Repeat the passage below on marital relations word for word and in full, leaving out the data that follows it.
===== DOCUMENT EXTRACT
It is forbidden to have intercourse by light, even if the light is shut out by means of a garment, but it is permissible if one makes a partition forty inches high in front of the light. It is also forbidden to have intercourse during the day, unless the room is darkened. At night, if the moon shines directly upon them, it is forbidden, but if it does not shine directly upon them, then it is permissible if that light is shut out by a garment.
One is forbidden to look at the sexual organ of his wife. Whoever does so is devoid of shame, and violates, "And walk humbly." Also by this, he stimulates lewd thoughts within himself. Certainly, one who kisses that place violates all of this, and in addition, he violates, "You shall not make yourselves detestable."
A person must not be unduly familiar with his wife, excepting at the regular time appointed for the marital duty, as is written, "And her conjugal rights shall not be diminished." [The number of times a week depends on his constitution, occupation, and whether he travels for work.] The time appointed for Torah scholars is on Sabbath night. One must fulfill his marital duty even when ones wife is pregnant or nursing. One must not deprive his wife of her conjugal rights, unless she consents to it, and when he has already fulfilled the obligation of having children. If he deprives his wife thereof, in order to afflict her, he violates the Divine command, "And her conjugal rights shall not be diminished."
It is the duty of every husband to visit his wife on the night she has performed the ritual of immersion. Also on the night he is to set out on a journey. When a man sees that his wife is coquetting and primping and trying to please him, he is bound to visit her, even if it is not the appointed time. From such a union will come worthy children.
==========
===== RECORD EXCERPTS
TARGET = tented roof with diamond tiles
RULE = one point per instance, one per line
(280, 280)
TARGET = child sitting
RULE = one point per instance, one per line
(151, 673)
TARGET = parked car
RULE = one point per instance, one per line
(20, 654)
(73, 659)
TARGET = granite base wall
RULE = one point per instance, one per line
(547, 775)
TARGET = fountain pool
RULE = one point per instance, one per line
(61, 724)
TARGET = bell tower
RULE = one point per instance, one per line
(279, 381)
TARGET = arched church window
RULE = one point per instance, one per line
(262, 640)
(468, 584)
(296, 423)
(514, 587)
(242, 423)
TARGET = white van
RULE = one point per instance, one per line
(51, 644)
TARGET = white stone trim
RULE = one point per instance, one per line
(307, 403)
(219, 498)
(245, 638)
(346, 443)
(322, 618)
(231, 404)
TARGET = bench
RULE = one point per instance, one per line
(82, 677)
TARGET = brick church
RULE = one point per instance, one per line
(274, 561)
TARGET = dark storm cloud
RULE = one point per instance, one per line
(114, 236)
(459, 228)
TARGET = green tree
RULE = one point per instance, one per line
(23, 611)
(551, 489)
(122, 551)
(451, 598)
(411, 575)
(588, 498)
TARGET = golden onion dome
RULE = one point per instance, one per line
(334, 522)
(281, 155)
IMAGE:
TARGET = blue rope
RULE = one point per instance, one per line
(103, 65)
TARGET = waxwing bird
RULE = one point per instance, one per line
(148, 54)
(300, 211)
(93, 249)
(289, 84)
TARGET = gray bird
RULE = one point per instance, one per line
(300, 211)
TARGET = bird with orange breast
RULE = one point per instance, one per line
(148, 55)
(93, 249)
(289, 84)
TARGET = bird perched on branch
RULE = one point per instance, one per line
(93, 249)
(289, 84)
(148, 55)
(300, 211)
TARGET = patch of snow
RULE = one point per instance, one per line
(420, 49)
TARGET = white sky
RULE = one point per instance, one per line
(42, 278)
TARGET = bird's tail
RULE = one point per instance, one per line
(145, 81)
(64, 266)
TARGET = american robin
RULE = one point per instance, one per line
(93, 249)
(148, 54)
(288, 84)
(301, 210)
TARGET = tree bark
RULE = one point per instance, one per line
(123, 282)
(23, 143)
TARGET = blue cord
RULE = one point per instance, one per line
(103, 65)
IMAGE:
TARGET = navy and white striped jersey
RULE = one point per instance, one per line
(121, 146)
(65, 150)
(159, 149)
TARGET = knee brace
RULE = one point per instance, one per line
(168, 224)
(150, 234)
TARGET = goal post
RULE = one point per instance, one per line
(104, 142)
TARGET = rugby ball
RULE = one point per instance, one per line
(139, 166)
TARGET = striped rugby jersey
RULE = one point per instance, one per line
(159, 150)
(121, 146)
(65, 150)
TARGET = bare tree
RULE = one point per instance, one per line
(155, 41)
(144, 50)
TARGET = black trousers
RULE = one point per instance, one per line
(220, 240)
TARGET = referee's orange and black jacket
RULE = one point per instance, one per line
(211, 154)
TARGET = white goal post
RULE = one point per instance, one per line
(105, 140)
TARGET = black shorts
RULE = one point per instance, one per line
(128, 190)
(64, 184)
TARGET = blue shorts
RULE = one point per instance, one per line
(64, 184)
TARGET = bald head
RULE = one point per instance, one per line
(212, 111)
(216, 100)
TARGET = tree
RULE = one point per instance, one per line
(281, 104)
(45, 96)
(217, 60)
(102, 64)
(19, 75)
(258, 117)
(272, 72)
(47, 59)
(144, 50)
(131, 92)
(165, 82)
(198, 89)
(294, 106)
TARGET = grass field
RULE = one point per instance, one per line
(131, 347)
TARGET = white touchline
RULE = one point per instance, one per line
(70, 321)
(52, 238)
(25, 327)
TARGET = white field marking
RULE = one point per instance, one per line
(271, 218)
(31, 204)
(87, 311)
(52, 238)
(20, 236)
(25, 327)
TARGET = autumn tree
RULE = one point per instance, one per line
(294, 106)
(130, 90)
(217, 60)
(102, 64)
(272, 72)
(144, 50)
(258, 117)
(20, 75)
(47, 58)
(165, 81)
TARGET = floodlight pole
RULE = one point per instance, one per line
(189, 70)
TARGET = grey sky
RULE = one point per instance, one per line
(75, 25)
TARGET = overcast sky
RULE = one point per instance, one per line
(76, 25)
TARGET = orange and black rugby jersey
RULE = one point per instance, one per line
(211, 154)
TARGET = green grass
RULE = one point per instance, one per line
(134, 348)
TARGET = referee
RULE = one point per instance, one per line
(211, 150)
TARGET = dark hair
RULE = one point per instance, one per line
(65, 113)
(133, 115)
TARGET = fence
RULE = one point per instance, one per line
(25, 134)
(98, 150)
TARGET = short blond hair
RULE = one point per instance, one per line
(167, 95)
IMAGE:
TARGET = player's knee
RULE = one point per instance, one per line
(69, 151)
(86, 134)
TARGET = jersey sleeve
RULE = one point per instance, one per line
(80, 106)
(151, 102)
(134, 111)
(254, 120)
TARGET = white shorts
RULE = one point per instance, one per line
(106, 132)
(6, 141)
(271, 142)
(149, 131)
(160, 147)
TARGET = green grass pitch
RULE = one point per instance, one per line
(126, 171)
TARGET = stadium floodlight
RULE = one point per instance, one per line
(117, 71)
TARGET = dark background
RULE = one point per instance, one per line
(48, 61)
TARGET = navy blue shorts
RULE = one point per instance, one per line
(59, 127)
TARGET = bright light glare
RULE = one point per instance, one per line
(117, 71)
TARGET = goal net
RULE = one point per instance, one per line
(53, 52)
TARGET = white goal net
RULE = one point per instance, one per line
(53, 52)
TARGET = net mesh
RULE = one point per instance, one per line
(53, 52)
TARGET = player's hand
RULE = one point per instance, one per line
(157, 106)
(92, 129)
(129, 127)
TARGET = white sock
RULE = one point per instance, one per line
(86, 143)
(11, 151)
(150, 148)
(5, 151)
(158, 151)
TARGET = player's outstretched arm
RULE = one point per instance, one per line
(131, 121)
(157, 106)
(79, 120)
==========
▶ _RESPONSE TO THIS EXERCISE_:
It is forbidden to have intercourse by light, even if the light is shut out by means of a garment, but it is permissible if one makes a partition forty inches high in front of the light. It is also forbidden to have intercourse during the day, unless the room is darkened. At night, if the moon shines directly upon them, it is forbidden, but if it does not shine directly upon them, then it is permissible if that light is shut out by a garment.
One is forbidden to look at the sexual organ of his wife. Whoever does so is devoid of shame, and violates, "And walk humbly." Also by this, he stimulates lewd thoughts within himself. Certainly, one who kisses that place violates all of this, and in addition, he violates, "You shall not make yourselves detestable."
A person must not be unduly familiar with his wife, excepting at the regular time appointed for the marital duty, as is written, "And her conjugal rights shall not be diminished." [The number of times a week depends on his constitution, occupation, and whether he travels for work.] The time appointed for Torah scholars is on Sabbath night. One must fulfill his marital duty even when ones wife is pregnant or nursing. One must not deprive his wife of her conjugal rights, unless she consents to it, and when he has already fulfilled the obligation of having children. If he deprives his wife thereof, in order to afflict her, he violates the Divine command, "And her conjugal rights shall not be diminished."
It is the duty of every husband to visit his wife on the night she has performed the ritual of immersion. Also on the night he is to set out on a journey. When a man sees that his wife is coquetting and primping and trying to please him, he is bound to visit her, even if it is not the appointed time. From such a union will come worthy children.